Poetry He who with pocket-hammer smites the edge
Of luckless rock or prominent stone, disguised
In weather-stains or crusted o'er by Nature.
The substance classes by some barbarous name,
And thinks himself enriched,
Wealthier, and doubtless wiser than before.

These lines, from William Wordsworth’s The Excursion (1814), caused some offence among geologists of the time. Adam Sedgwick, who had been acquainted with the poet during various rambles in the Lake District, wrote in a letter to Wordsworth that the lines were ‘a poetic ban against my brethren of the hammer’1 Wordsworth tried to wriggle out of the charge by claiming it was the character in the poem that possessed such opinions (and, perhaps digging a deeper hole for himself, insisted his attack was not on geologists, but mineralogists!2)

This was a period when debates of a varying nature between artists and scientists were commonplace, and the distinction between scientific and artistic pursuits less pronounced than today. In the Library’s Rare Books collection, self-penned poems are abundant: as prefaces, as musings from the field, as dedications, or, in the case of John Bakewell’s A geological primer in verse (1820) and J.S. Watson’s Geology. A Poem in Seven Books (1844), as epic geological histories of the world laid out in rhyming couplets.

# # #

■ What to do ■
a. Collect every line of the listing that contains the word "dark".
b. Carry the passage above about Wordsworth and the geologists forward from its last sentence.

■ Dataset content ■
# # #

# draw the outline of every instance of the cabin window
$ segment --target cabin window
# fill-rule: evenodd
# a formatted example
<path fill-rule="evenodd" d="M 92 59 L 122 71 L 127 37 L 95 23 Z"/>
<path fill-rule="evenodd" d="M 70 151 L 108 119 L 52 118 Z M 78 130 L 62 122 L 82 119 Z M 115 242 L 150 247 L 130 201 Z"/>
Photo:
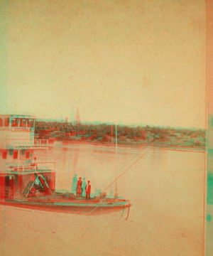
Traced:
<path fill-rule="evenodd" d="M 23 118 L 19 119 L 19 127 L 23 127 Z"/>
<path fill-rule="evenodd" d="M 18 127 L 18 118 L 13 118 L 12 127 Z"/>
<path fill-rule="evenodd" d="M 2 158 L 3 159 L 6 159 L 6 151 L 3 151 L 2 153 Z"/>
<path fill-rule="evenodd" d="M 28 119 L 28 127 L 33 128 L 34 127 L 34 120 Z"/>
<path fill-rule="evenodd" d="M 25 118 L 23 119 L 22 121 L 22 127 L 26 127 L 26 119 Z"/>
<path fill-rule="evenodd" d="M 6 127 L 8 127 L 10 125 L 10 119 L 9 117 L 4 118 L 4 126 Z"/>
<path fill-rule="evenodd" d="M 29 152 L 29 151 L 26 151 L 26 159 L 29 159 L 29 158 L 30 158 L 30 152 Z"/>
<path fill-rule="evenodd" d="M 18 150 L 14 150 L 13 151 L 13 159 L 18 159 Z"/>

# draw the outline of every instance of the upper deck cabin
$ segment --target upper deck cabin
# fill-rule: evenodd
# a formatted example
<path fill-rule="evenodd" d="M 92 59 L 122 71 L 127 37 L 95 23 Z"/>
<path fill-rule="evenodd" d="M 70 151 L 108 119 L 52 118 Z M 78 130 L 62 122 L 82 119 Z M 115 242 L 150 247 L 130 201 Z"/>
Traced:
<path fill-rule="evenodd" d="M 0 114 L 0 149 L 46 146 L 35 140 L 35 121 L 31 114 Z"/>

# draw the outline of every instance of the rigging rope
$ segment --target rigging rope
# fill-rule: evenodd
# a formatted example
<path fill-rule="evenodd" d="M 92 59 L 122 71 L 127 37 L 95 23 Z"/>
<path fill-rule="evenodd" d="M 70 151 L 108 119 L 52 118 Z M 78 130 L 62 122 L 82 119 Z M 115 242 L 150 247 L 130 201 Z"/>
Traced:
<path fill-rule="evenodd" d="M 124 166 L 122 166 L 122 167 L 116 172 L 116 174 L 117 174 L 118 172 L 121 171 L 125 166 L 128 166 L 129 164 L 131 164 L 131 162 L 132 162 L 133 160 L 136 160 L 136 159 L 138 156 L 138 159 L 136 159 L 136 160 L 134 161 L 130 165 L 130 166 L 128 166 L 127 169 L 125 169 L 124 171 L 123 171 L 123 172 L 120 174 L 119 176 L 117 177 L 117 176 L 116 176 L 116 174 L 114 174 L 113 176 L 116 176 L 116 179 L 115 179 L 113 182 L 111 182 L 111 184 L 109 185 L 109 186 L 104 190 L 104 191 L 105 191 L 106 189 L 108 189 L 114 183 L 115 183 L 119 178 L 120 178 L 123 174 L 125 174 L 127 171 L 129 171 L 136 163 L 137 163 L 139 160 L 141 160 L 141 159 L 142 157 L 143 157 L 148 151 L 149 151 L 149 150 L 146 151 L 143 154 L 142 154 L 142 156 L 141 156 L 141 153 L 143 152 L 143 151 L 138 153 L 135 157 L 133 157 L 133 158 L 132 159 L 131 159 L 128 163 L 126 163 L 126 164 L 124 164 Z M 111 180 L 111 178 L 109 180 Z M 108 180 L 106 182 L 105 182 L 105 183 L 103 184 L 102 186 L 103 186 L 104 185 L 105 185 L 108 181 L 109 181 L 109 180 Z"/>

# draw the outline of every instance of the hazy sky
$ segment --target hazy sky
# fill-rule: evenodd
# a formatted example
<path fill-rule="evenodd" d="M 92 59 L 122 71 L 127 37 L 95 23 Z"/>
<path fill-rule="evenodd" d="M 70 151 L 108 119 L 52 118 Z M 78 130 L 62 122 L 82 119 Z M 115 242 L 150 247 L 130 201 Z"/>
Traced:
<path fill-rule="evenodd" d="M 11 0 L 9 11 L 9 111 L 204 127 L 204 1 Z"/>

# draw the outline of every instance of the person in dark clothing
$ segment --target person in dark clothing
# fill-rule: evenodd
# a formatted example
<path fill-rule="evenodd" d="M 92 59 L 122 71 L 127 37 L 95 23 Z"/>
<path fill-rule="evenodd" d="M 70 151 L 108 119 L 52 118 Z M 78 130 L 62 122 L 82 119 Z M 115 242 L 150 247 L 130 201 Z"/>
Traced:
<path fill-rule="evenodd" d="M 86 199 L 90 199 L 90 193 L 91 193 L 91 185 L 89 184 L 90 181 L 88 181 L 87 184 L 85 187 L 86 191 Z"/>

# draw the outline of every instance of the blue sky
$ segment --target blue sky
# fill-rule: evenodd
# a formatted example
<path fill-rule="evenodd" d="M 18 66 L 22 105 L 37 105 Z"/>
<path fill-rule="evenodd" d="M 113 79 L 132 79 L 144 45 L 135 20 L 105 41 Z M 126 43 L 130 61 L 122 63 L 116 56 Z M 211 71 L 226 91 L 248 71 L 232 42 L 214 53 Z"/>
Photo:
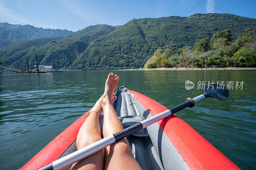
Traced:
<path fill-rule="evenodd" d="M 76 31 L 135 18 L 222 13 L 256 18 L 256 0 L 0 0 L 0 22 Z"/>

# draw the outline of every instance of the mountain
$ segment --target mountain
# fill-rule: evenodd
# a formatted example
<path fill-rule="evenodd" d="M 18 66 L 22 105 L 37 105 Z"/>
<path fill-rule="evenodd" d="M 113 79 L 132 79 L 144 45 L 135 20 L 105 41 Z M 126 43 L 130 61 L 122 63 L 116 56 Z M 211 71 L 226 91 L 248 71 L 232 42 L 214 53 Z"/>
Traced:
<path fill-rule="evenodd" d="M 26 67 L 28 57 L 32 68 L 36 63 L 35 55 L 36 53 L 40 65 L 52 65 L 55 68 L 66 67 L 71 65 L 92 41 L 115 29 L 111 25 L 98 25 L 64 38 L 41 38 L 16 42 L 0 49 L 0 60 L 5 65 L 19 68 L 19 60 L 21 59 L 23 67 Z"/>
<path fill-rule="evenodd" d="M 0 49 L 0 60 L 4 64 L 18 66 L 19 60 L 14 57 L 20 53 L 22 54 L 19 56 L 23 56 L 23 59 L 30 58 L 31 65 L 34 64 L 35 54 L 37 53 L 40 64 L 56 68 L 139 67 L 143 66 L 146 56 L 171 41 L 176 49 L 193 46 L 197 40 L 211 37 L 218 30 L 231 29 L 234 41 L 248 27 L 256 30 L 256 19 L 227 14 L 134 19 L 121 26 L 90 26 L 38 47 L 26 45 L 26 52 L 8 52 L 23 46 L 20 43 L 23 41 L 13 43 Z M 120 60 L 124 60 L 124 62 L 119 62 Z"/>
<path fill-rule="evenodd" d="M 42 37 L 62 36 L 73 32 L 67 30 L 44 29 L 30 25 L 0 23 L 0 48 L 13 42 Z"/>

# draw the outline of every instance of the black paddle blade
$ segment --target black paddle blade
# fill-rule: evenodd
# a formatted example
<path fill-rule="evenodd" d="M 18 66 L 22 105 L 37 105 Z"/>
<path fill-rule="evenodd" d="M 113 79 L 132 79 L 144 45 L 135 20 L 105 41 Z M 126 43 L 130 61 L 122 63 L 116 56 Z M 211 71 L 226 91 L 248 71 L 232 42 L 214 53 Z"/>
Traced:
<path fill-rule="evenodd" d="M 204 87 L 203 95 L 205 97 L 211 97 L 220 100 L 227 99 L 228 97 L 228 90 L 223 84 L 218 83 L 209 84 Z"/>

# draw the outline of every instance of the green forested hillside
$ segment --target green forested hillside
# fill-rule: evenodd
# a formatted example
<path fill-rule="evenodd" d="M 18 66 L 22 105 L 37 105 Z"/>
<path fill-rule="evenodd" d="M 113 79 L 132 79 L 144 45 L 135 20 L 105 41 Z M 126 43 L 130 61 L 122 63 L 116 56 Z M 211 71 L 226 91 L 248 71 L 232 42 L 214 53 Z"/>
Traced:
<path fill-rule="evenodd" d="M 40 64 L 52 65 L 55 68 L 141 67 L 147 56 L 171 41 L 176 50 L 193 46 L 197 40 L 211 37 L 218 30 L 231 29 L 233 42 L 248 27 L 256 30 L 256 19 L 228 14 L 133 19 L 122 26 L 90 26 L 39 47 L 26 46 L 26 52 L 7 52 L 9 48 L 18 49 L 17 46 L 23 49 L 22 44 L 17 44 L 19 42 L 14 43 L 0 49 L 0 60 L 4 64 L 17 66 L 23 56 L 29 58 L 32 65 L 36 53 Z M 25 64 L 24 60 L 24 66 Z"/>
<path fill-rule="evenodd" d="M 117 54 L 132 53 L 132 46 L 143 53 L 152 52 L 151 50 L 155 50 L 170 41 L 173 42 L 176 49 L 194 46 L 197 39 L 211 37 L 219 30 L 232 29 L 234 40 L 248 27 L 256 29 L 256 19 L 228 14 L 199 14 L 188 17 L 133 19 L 94 41 L 76 59 L 73 65 L 79 68 L 104 66 L 102 56 L 110 58 L 108 60 L 109 65 L 117 58 L 124 59 Z M 129 67 L 131 64 L 120 63 L 119 65 Z"/>

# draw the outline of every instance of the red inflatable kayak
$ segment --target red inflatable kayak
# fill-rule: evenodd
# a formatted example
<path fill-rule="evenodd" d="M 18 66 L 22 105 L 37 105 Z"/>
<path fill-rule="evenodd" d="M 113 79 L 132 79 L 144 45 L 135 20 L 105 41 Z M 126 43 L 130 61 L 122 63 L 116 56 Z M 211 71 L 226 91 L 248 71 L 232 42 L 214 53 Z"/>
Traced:
<path fill-rule="evenodd" d="M 167 110 L 125 86 L 120 88 L 116 95 L 113 106 L 124 128 Z M 78 131 L 90 112 L 68 127 L 20 169 L 36 169 L 76 151 Z M 101 124 L 103 119 L 101 117 Z M 131 152 L 143 169 L 239 169 L 175 114 L 127 138 Z"/>

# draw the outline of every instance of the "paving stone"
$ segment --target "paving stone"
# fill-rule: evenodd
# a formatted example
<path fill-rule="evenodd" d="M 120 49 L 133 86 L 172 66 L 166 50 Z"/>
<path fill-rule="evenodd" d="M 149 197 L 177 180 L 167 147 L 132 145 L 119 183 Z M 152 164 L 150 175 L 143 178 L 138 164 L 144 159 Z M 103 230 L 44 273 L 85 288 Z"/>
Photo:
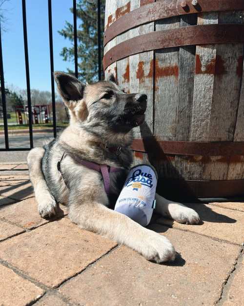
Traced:
<path fill-rule="evenodd" d="M 34 196 L 33 188 L 30 181 L 25 181 L 15 185 L 0 187 L 0 194 L 16 200 L 23 200 Z"/>
<path fill-rule="evenodd" d="M 28 175 L 28 170 L 6 170 L 6 171 L 0 171 L 1 175 Z"/>
<path fill-rule="evenodd" d="M 52 219 L 43 219 L 38 213 L 34 197 L 0 207 L 0 217 L 26 229 L 37 227 L 50 220 L 60 218 L 67 213 L 67 207 L 60 205 L 55 217 Z"/>
<path fill-rule="evenodd" d="M 9 198 L 6 198 L 4 196 L 2 196 L 1 195 L 0 195 L 0 208 L 2 205 L 5 205 L 6 204 L 11 204 L 11 203 L 15 203 L 15 202 L 16 201 L 16 200 L 13 200 L 13 199 L 9 199 Z"/>
<path fill-rule="evenodd" d="M 44 293 L 43 290 L 2 265 L 0 279 L 1 306 L 25 306 Z"/>
<path fill-rule="evenodd" d="M 158 219 L 157 222 L 235 243 L 243 242 L 244 212 L 202 204 L 191 204 L 189 207 L 198 212 L 203 221 L 201 224 L 181 224 L 163 217 Z"/>
<path fill-rule="evenodd" d="M 15 166 L 14 168 L 16 169 L 28 170 L 28 165 L 27 164 L 20 164 Z"/>
<path fill-rule="evenodd" d="M 13 168 L 14 168 L 15 167 L 16 167 L 16 166 L 18 165 L 18 164 L 16 165 L 8 165 L 8 164 L 0 164 L 0 170 L 11 170 L 11 169 L 13 169 Z"/>
<path fill-rule="evenodd" d="M 236 273 L 231 283 L 227 299 L 223 306 L 243 306 L 244 305 L 244 258 L 241 266 L 237 268 Z"/>
<path fill-rule="evenodd" d="M 19 176 L 20 176 L 20 177 L 19 177 Z M 12 178 L 11 178 L 11 179 L 9 179 L 8 178 L 4 179 L 2 179 L 0 176 L 0 187 L 18 185 L 18 184 L 20 184 L 21 183 L 24 183 L 26 181 L 29 181 L 28 177 L 26 177 L 26 176 L 23 176 L 23 177 L 25 177 L 25 178 L 22 178 L 22 177 L 21 176 L 15 176 L 14 177 L 12 177 Z"/>
<path fill-rule="evenodd" d="M 12 225 L 0 220 L 0 241 L 24 231 L 18 226 Z"/>
<path fill-rule="evenodd" d="M 2 241 L 0 258 L 47 286 L 55 287 L 115 245 L 63 218 Z"/>
<path fill-rule="evenodd" d="M 235 211 L 240 211 L 244 212 L 244 202 L 213 202 L 211 205 L 223 208 L 228 208 Z"/>
<path fill-rule="evenodd" d="M 212 306 L 239 247 L 159 225 L 182 258 L 158 264 L 120 247 L 60 287 L 71 303 L 86 306 Z"/>
<path fill-rule="evenodd" d="M 35 306 L 70 306 L 55 294 L 45 295 L 35 304 Z"/>

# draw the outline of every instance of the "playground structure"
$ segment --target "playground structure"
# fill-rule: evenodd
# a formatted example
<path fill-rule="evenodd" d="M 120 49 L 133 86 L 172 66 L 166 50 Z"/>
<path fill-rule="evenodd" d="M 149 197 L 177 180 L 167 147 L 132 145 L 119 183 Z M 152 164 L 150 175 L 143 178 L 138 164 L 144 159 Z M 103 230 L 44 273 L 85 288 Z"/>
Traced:
<path fill-rule="evenodd" d="M 32 123 L 48 123 L 51 122 L 50 105 L 33 105 L 31 107 Z M 18 124 L 28 124 L 28 106 L 16 107 L 15 114 Z"/>

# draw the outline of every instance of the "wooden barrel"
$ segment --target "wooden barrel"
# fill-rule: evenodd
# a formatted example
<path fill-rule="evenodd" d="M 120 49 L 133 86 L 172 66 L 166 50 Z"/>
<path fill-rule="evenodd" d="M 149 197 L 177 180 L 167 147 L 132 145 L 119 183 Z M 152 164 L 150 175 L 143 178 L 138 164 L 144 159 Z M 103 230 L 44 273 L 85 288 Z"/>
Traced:
<path fill-rule="evenodd" d="M 171 199 L 244 195 L 244 1 L 106 0 L 103 68 L 148 97 L 135 164 Z"/>

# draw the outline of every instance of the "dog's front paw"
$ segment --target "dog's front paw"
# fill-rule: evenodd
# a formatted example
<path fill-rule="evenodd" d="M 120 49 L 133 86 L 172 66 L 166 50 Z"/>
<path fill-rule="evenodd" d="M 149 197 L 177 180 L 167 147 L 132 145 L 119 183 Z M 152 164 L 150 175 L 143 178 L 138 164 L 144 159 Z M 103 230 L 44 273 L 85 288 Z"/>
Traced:
<path fill-rule="evenodd" d="M 179 223 L 197 224 L 200 221 L 198 213 L 194 210 L 179 204 L 172 204 L 169 206 L 170 216 Z"/>
<path fill-rule="evenodd" d="M 147 260 L 156 262 L 174 260 L 175 251 L 169 240 L 152 231 L 141 245 L 140 253 Z"/>
<path fill-rule="evenodd" d="M 57 213 L 55 200 L 52 197 L 45 197 L 38 205 L 38 212 L 42 218 L 50 218 Z"/>

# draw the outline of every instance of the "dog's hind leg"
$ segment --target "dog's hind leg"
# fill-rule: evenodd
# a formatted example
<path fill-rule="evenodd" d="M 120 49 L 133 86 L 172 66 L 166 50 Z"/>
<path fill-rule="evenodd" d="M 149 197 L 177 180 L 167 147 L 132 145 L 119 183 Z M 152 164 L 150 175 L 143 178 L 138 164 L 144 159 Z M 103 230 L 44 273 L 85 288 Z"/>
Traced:
<path fill-rule="evenodd" d="M 27 156 L 30 178 L 34 187 L 38 212 L 43 218 L 51 217 L 57 212 L 57 203 L 46 184 L 41 169 L 41 159 L 44 153 L 43 148 L 37 147 L 31 150 Z"/>
<path fill-rule="evenodd" d="M 169 201 L 156 194 L 156 210 L 162 215 L 175 220 L 179 223 L 194 224 L 199 223 L 200 218 L 194 210 L 181 203 Z"/>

# # #

■ Responses in order ■
a.
# draw the outline of every instance of the person in dark clothing
$ segment --target person in dark clothing

b.
One book that fights the ‘poetic ban’ with great fervour is Charles Daubeny’s Fugitive poems…. In the latter years of his life Daubeny began to collect ‘some of the many effusions which from time to time had emanated from the prolific pens of his friends, hoping thus to preserve for the world their witty and instructive thoughts’3. The 71 poems in the anthology are indeed witty, from ‘Ode to a Professor’s Hammer’ by William Conybeare, to Horatio Smith’s nightmarish vision of Gideon Mantell’s museum, and Daubeny’s own ‘Lecture on Economical Cookery’. Many were written to be sung at the gentlemen’s gatherings.

But they are at the same time instructive, from elegies for figures such as William Buckland and William Smith, to John Stuart Blackie’s ‘The Boulder’, which marvels on the journey of an erratic, and the aforementioned Bakewell’s ‘The Birth of Granite’, which personifies Granite, Silex, Felspar and Mica in order to teach their properties to students. My favourites, however, are William Whewell’s tightly wrought sonnets, and Edward Forbes’s funny yet touching romance ‘A Naturalist’s Valentine’, a subtly formed metaphor of love lost across geological time: ‘Like some fantastic trilobite,/That perished in Silurian sea,/And long lay hid from mortal sight,/So was the heart I yield to thee’.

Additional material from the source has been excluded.